▶ _Document excerpt_:
··········

Before making the skin incision, a 4.5-mm Steinmann pin (S-pin) was inserted into the posteroinferior portion of the calcaneal tuberosity. Distraction using varus and valgus stress was applied manually to overcome shortening of soft tissue. A 4-cm incision was made from the tip of the lateral malleolus to the level of the calcaneocuboid joint toward the fifth metatarsal. Dissection was performed carefully between the peroneal tendons and the sinus fat pad preserving the sural nerve. In two cases, to expose the posterior portion of the posterior facet widely, the calcaneofibular ligament (CFL) was incised and repaired using a 2.7-mm suture anchor after fracture fixation [Figure 1]. After exposing the fracture site, hematoma and small fragments were evacuated and the impacted posterolateral fragment was elevated using a curette. After the posterolateral fragment had been reduced using the talus as a template, Kirschner wires were temporarily fixed to the medial fragment. Reduction was confirmed by C-arm fluoroscopy, and definite fixation was performed using two 4.0-mm cancellous screws. Gentle valgus and downward stress were then applied using Steinmann pin to correct varus alignment and restore calcaneal height, and calcaneal width was restored by laterally compressing the heel. Once good reduction had been achieved, fixation between the anterior process and posterior facet fragment was performed using four to five 2.2-mm Steinmann pins. When cannulated screws were used, two or three 7.0-mm cannulated screws were inserted from the posterior heel to the anterior process [Figure 2]. An additional screw was inserted toward the posterior facet to support the posterior facet when the stability of fixation was inadequate [Figure 3]. Joint alignment was confirmed on C-arm fluoroscopy, and wound closure was performed with interrupted sutures.
Patients were placed into short leg splints for 6 weeks postoperatively with passive and active motion exercises of the ankle and subtalar joint to commence the day following surgery, without weight-bearing. Patients remained non-weight-bearing for 8 weeks, and this was followed by gradual protected weight-bearing. Steinmann pins and screws inserted from the posterior facet fragment to the anterior process were generally removed at 12 weeks after surgery.
Continuous data are expressed as means and standard deviations. All dependent variables were tested for distribution normality and equality of variances and were analyzed using nonparametric tests because they showed non-normal distribution. The Mann–Whitney U-test was used to compare the postoperative radiographic results of the S-pin and screw groups and of injured and uninjured limbs. Wilcoxon's signed rank test was used to compare pre- and postoperative scores. For all tests, P < 0.05 was considered statistically significant.
VAS and AOFAS scores were significantly improved at 12 months after surgery but did not improve any further [Table 3].

··········

▶ _Given data_:

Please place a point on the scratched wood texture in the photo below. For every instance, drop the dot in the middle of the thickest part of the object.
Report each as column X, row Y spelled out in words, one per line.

··········

▶ _Required actions_:
A. From the calcaneal fracture surgery excerpt, quote the passage starting with "Continuous data are" and going on through "considered statistically significant.".
B. In the calcaneal fracture surgery excerpt, how many weeks did patients stay non-weight-bearing after surgery?
C. Carry on the calcaneal fracture surgery excerpt from its final sentence.
The data have nothing to do with any of this.

▶ _Replies_:
A.
Continuous data are expressed as means and standard deviations. All dependent variables were tested for distribution normality and equality of variances and were analyzed using nonparametric tests because they showed non-normal distribution. The Mann–Whitney U-test was used to compare the postoperative radiographic results of the S-pin and screw groups and of injured and uninjured limbs. Wilcoxon's signed rank test was used to compare pre- and postoperative scores. For all tests, P < 0.05 was considered statistically significant.

B. Eight weeks.

C.
Böhler's angles and calcaneal widths improved significantly after surgery. At last followup, Böhler's angles were significantly smaller than at immediately after surgery, whereas calcaneal widths were maintained. Böhler's angles immediately after surgery were no different from those of uninjured sides but were significantly smaller at last followup. Calcaneal width was significantly more immediately after surgery and at last followup than that of uninjured sides [Table 4]. The S-pin group showed significant reduction loss till last followup, whereas the screw group showed no loss of reduction. Calcaneal widths did not change over subsequent followups in either group [Table 5].
Reduction of the posterior facet was graded excellent in 5 (25%), good in 10 (50%), and fair in 5 (25%) feet on immediately postoperative CT. On CT obtained at 12 months after surgery, grade of reduction changed from good to excellent in one foot and from fair to good in another because bony defects of the posterior facet had recovered.
Two feet (10%) had transient sural nerve involvement which resolved within 3 months. Five feet had subfibular pain due to a prominent screw head and pain subsided after screw removal. There were no cases of nonunion, wound complication, or lateral ankle instability due to CFL repair.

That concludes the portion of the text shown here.